El "Oskar Schindler portugués"

Corría junio de 1940. Los alemanes habían ocupado París el 14 de ese mes tras arrollar a las tropas francesas, provocando a la vez un éxodo de miedo y turbación en toda Europa. Las carreteras galas que apuntaban al sur se llenaron de desesperados que trataban de huir del terror nazi. En Burdeos confluyeron miles de desplazados en busca de una salida a la ratonera mortal en la que se estaba convirtiendo esa parte del mundo. Un portugués miraba las calles atestadas de miserables desde su ventana. Lo que vio —lo que supuso que le iba a pasar a esa gente— le desató una crisis ético-depresiva que le ató a la cama dos días y de la que despertó convertido en un héroe. Se llamaba Aristides de Sousa Mendes, era cónsul de Portugal en Burdeos y salvó a 30.000 personas, entre ellos 10.000 judíos, al expedir visados a mansalva y sin permiso que se convirtieron en salvoconductos hacia la vida. Posteriormente fue expulsado del cuerpo diplomático portugués y murió en la miseria y en el olvido. Sus hijos tuvieron que emigrar, y sus nietos, ya sesentones, se esfuerzan ahora por rehabilitar en Portugal y en el resto del mundo la figura del abuelo. Ahora, una película luso-española,El cónsul de Burdeos, que se ha estrenado ya en algunos festivales y que en otoño llegará a las salas portuguesas, recuerda la vida de esta suerte de Schindler portugués.
Aristides de Sousa Mendes nació en julio de 1885 en Cabanas de Viriato, un pequeño pueblo del centro del país, en el seno de una acomodada familia católica de la aristocracia portuguesa. Junto a su hermano gemelo, César (que llegó a ser ministro de Asuntos Exteriores), estudió derecho y se enroló en la carrera diplomática. Fue cónsul en Tanzania, San Francisco y Vigo, entre otros destinos, antes de llegar a Burdeos. Se casó en 1908 con una prima, representante también de las buenas familias lusas de la época, y tuvo con ella 14 hijos. Hasta junio de 1940, todo en la vida de Sousa Mendes discurrió como estaba previsto en un miembro de su clase social. Hasta la mañana de junio de 1940, con París ocupado, en que se agolparon debajo de la ventana de su consulado de Burdeos el aluvión de refugiados en busca de visado portugués.

- _FILAS DE DATOS_
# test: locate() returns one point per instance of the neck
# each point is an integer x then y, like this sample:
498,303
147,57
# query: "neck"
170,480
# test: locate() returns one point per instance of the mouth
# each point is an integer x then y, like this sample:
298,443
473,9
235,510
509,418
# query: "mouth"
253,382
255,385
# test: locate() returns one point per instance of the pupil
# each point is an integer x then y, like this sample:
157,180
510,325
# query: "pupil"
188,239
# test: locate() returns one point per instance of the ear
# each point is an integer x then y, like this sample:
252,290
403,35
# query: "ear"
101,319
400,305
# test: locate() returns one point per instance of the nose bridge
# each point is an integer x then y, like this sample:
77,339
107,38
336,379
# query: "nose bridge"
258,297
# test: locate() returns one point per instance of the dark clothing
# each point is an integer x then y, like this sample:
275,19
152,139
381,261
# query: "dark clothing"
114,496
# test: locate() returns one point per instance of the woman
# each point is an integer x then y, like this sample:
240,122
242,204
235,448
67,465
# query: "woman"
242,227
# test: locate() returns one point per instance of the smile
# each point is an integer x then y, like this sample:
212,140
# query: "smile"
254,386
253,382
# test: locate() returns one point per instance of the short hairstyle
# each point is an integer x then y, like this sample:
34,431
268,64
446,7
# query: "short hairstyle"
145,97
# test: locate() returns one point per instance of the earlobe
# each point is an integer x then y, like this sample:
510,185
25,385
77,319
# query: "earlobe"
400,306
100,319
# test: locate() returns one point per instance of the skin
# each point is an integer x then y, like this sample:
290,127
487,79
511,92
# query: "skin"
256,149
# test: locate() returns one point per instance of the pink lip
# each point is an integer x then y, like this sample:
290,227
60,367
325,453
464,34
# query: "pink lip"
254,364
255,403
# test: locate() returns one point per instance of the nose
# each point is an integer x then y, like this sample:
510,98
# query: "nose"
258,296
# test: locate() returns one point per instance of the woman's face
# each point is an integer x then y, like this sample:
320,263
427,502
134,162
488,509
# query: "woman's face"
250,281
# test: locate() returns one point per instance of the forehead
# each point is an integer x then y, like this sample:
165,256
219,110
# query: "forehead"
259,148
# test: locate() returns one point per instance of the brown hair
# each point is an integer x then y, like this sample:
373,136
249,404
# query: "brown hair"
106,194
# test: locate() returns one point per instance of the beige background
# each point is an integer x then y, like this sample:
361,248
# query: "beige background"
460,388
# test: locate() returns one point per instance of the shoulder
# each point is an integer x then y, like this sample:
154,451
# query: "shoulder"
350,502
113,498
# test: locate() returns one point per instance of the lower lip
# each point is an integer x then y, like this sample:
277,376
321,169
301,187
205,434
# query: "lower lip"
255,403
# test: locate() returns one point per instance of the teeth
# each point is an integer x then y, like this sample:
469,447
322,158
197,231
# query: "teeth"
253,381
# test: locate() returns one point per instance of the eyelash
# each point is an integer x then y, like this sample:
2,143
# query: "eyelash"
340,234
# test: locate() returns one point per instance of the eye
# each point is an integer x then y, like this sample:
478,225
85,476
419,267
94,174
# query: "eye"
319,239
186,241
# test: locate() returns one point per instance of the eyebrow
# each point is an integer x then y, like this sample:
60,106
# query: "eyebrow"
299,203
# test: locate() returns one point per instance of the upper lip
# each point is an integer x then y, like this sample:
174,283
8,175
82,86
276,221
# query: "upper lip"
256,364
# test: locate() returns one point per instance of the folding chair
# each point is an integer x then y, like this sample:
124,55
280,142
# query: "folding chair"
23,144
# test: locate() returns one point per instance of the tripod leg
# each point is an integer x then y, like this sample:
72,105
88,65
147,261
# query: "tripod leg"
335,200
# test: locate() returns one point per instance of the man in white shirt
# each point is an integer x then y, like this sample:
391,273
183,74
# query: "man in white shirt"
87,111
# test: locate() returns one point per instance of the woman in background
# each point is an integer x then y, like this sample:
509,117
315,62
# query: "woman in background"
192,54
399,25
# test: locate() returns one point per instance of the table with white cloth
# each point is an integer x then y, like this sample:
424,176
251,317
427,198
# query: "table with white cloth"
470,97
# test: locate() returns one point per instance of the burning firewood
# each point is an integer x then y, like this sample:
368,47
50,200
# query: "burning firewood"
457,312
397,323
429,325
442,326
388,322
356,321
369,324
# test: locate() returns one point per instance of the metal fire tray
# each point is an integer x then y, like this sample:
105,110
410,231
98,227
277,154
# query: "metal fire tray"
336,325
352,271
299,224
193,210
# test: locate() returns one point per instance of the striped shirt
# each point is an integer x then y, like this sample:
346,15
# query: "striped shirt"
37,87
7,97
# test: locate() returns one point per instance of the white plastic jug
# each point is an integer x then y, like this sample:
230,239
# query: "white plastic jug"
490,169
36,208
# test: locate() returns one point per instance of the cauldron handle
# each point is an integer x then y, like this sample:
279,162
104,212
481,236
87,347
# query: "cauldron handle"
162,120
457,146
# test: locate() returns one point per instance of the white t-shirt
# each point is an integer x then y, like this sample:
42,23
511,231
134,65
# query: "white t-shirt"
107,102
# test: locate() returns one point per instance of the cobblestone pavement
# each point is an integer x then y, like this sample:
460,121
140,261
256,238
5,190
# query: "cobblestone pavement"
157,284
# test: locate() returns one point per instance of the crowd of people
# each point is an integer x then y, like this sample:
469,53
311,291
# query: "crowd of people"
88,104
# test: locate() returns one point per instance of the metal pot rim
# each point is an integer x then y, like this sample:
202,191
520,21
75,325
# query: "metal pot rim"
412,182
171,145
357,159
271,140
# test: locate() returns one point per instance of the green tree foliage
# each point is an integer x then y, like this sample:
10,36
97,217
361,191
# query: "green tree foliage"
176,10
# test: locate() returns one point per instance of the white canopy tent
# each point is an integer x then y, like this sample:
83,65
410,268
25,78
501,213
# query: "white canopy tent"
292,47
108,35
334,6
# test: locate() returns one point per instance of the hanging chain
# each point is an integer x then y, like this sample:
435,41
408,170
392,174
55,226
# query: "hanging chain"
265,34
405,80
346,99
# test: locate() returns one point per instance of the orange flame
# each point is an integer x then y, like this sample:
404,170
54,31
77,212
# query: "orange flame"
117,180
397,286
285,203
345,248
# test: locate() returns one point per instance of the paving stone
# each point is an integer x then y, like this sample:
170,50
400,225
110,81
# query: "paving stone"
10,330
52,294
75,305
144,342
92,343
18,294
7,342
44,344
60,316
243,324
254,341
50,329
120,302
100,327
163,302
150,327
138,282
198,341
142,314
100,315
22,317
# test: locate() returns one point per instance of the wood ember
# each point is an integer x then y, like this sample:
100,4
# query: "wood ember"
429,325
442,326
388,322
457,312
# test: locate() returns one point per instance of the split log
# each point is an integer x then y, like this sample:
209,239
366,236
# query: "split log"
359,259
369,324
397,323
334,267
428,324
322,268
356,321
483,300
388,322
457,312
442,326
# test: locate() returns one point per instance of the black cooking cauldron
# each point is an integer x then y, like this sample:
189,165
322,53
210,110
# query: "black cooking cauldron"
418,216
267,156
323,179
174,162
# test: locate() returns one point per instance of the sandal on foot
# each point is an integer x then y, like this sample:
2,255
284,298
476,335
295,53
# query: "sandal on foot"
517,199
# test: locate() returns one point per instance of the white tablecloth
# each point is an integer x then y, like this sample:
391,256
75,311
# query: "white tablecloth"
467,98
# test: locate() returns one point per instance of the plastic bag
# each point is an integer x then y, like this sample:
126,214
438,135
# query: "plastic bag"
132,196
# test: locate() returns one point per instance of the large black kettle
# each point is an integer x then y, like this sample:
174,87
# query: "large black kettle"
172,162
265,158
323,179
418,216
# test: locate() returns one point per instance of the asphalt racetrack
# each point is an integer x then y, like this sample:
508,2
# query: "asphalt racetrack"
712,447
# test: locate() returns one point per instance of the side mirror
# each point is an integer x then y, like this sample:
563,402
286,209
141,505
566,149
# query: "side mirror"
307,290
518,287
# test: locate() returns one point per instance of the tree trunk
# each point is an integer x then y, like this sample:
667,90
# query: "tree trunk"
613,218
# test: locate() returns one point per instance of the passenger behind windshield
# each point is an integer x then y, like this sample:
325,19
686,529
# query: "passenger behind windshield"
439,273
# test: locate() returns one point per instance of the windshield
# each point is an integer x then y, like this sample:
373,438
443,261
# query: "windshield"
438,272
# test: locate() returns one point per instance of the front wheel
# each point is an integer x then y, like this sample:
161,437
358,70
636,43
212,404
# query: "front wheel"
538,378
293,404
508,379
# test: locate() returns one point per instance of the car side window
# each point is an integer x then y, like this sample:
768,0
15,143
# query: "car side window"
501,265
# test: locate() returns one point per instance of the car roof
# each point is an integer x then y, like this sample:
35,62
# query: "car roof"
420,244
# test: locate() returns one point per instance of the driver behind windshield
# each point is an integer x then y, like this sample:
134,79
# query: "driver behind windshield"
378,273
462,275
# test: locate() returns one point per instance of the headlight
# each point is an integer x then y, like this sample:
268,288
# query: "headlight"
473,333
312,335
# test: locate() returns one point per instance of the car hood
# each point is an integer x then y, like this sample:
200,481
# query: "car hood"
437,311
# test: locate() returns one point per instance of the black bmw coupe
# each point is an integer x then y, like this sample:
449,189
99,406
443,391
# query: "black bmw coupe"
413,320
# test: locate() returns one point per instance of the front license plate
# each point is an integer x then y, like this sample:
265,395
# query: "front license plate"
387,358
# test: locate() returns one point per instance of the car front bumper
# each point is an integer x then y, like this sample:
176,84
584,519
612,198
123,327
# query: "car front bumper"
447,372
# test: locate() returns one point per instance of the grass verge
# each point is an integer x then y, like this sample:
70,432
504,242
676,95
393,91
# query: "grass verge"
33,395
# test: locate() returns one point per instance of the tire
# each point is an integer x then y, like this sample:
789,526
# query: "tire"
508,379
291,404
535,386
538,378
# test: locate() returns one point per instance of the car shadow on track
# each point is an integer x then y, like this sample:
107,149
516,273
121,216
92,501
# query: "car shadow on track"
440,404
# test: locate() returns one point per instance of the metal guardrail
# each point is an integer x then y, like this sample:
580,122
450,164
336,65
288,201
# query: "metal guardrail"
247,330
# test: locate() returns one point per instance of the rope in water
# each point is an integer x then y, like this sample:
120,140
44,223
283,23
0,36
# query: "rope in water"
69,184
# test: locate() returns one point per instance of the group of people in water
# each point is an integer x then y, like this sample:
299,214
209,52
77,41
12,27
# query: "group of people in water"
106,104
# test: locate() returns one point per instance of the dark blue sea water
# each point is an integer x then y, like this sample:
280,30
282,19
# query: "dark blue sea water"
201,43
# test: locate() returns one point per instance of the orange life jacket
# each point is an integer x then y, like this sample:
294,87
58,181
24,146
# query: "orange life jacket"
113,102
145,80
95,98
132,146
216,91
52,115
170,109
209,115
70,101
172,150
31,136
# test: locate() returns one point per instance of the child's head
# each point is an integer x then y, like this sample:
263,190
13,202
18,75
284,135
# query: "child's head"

- _TAREAS A REALIZAR_
1 – Devuelve, por favor, el tramo del fragmento sobre Sousa Mendes que va desde "Aristides de Sousa Mendes nació" hasta "de visado portugués.".
2 – Según el fragmento sobre Sousa Mendes, ¿en qué año se casó con su prima?

- _SOLUCIONES_
1 –
Aristides de Sousa Mendes nació en julio de 1885 en Cabanas de Viriato, un pequeño pueblo del centro del país, en el seno de una acomodada familia católica de la aristocracia portuguesa. Junto a su hermano gemelo, César (que llegó a ser ministro de Asuntos Exteriores), estudió derecho y se enroló en la carrera diplomática. Fue cónsul en Tanzania, San Francisco y Vigo, entre otros destinos, antes de llegar a Burdeos. Se casó en 1908 con una prima, representante también de las buenas familias lusas de la época, y tuvo con ella 14 hijos. Hasta junio de 1940, todo en la vida de Sousa Mendes discurrió como estaba previsto en un miembro de su clase social. Hasta la mañana de junio de 1940, con París ocupado, en que se agolparon debajo de la ventana de su consulado de Burdeos el aluvión de refugiados en busca de visado portugués.

2 – En 1908.